- _Task details_
The full listing below should be printed word for word.

- _Data_
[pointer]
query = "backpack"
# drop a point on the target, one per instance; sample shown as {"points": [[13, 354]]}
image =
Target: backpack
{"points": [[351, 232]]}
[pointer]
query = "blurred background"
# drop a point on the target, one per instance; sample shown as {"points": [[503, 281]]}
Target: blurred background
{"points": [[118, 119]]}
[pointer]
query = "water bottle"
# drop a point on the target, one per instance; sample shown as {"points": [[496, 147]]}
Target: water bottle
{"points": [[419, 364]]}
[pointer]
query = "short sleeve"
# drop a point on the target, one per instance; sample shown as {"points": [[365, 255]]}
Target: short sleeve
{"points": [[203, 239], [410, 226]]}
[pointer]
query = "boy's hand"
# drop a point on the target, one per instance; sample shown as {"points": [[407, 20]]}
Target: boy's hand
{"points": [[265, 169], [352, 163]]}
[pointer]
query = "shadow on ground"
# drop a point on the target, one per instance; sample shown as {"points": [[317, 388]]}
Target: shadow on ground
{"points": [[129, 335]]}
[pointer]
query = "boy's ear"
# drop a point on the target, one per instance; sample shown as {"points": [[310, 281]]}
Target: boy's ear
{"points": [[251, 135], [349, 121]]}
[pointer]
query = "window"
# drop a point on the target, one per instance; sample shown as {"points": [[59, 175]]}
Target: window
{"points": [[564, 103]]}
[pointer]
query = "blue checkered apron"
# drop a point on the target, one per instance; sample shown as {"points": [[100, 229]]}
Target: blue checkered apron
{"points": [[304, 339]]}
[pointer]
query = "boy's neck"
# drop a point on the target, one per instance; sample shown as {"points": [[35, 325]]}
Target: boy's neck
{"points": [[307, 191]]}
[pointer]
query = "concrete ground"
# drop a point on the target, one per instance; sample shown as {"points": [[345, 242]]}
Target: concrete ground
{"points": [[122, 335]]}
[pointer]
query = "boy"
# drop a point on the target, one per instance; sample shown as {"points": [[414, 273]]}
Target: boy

- _Final answer_
[pointer]
query = "backpack"
# drop a point on the target, one per instance; sample shown as {"points": [[13, 354]]}
image =
Target: backpack
{"points": [[351, 232]]}
[pointer]
query = "blurred background"
# drop a point on the target, one per instance; sample shown as {"points": [[503, 281]]}
Target: blurred background
{"points": [[118, 119]]}
[pointer]
query = "water bottle"
# drop a point on the target, one per instance; sample shown as {"points": [[496, 147]]}
Target: water bottle
{"points": [[419, 364]]}
[pointer]
query = "short sleeve"
# drop a point on the target, one per instance; sample shown as {"points": [[365, 255]]}
Target: short sleeve
{"points": [[203, 239], [410, 226]]}
[pointer]
query = "boy's hand"
# drop a point on the target, one per instance; sample shown as {"points": [[407, 20]]}
Target: boy's hand
{"points": [[265, 169], [352, 163]]}
[pointer]
query = "shadow on ground"
# drop a point on the target, one per instance; sample shown as {"points": [[317, 388]]}
Target: shadow on ground
{"points": [[129, 335]]}
[pointer]
query = "boy's ear"
# drop a point on the target, one per instance; sample shown as {"points": [[310, 281]]}
Target: boy's ear
{"points": [[251, 135], [349, 121]]}
[pointer]
query = "window"
# drop a point on the target, one per instance; sample shown as {"points": [[59, 175]]}
Target: window
{"points": [[564, 103]]}
[pointer]
query = "blue checkered apron"
# drop a point on the target, one per instance; sample shown as {"points": [[100, 229]]}
Target: blue checkered apron
{"points": [[304, 339]]}
[pointer]
query = "boy's neck"
# drop a point on the target, one per instance; sample shown as {"points": [[35, 325]]}
Target: boy's neck
{"points": [[307, 191]]}
[pointer]
query = "concrete ground"
# drop a point on the target, one per instance; sample shown as {"points": [[345, 242]]}
Target: concrete ground
{"points": [[122, 335]]}
[pointer]
query = "boy"
# drop a point on the target, one per instance; sample shown as {"points": [[414, 273]]}
Target: boy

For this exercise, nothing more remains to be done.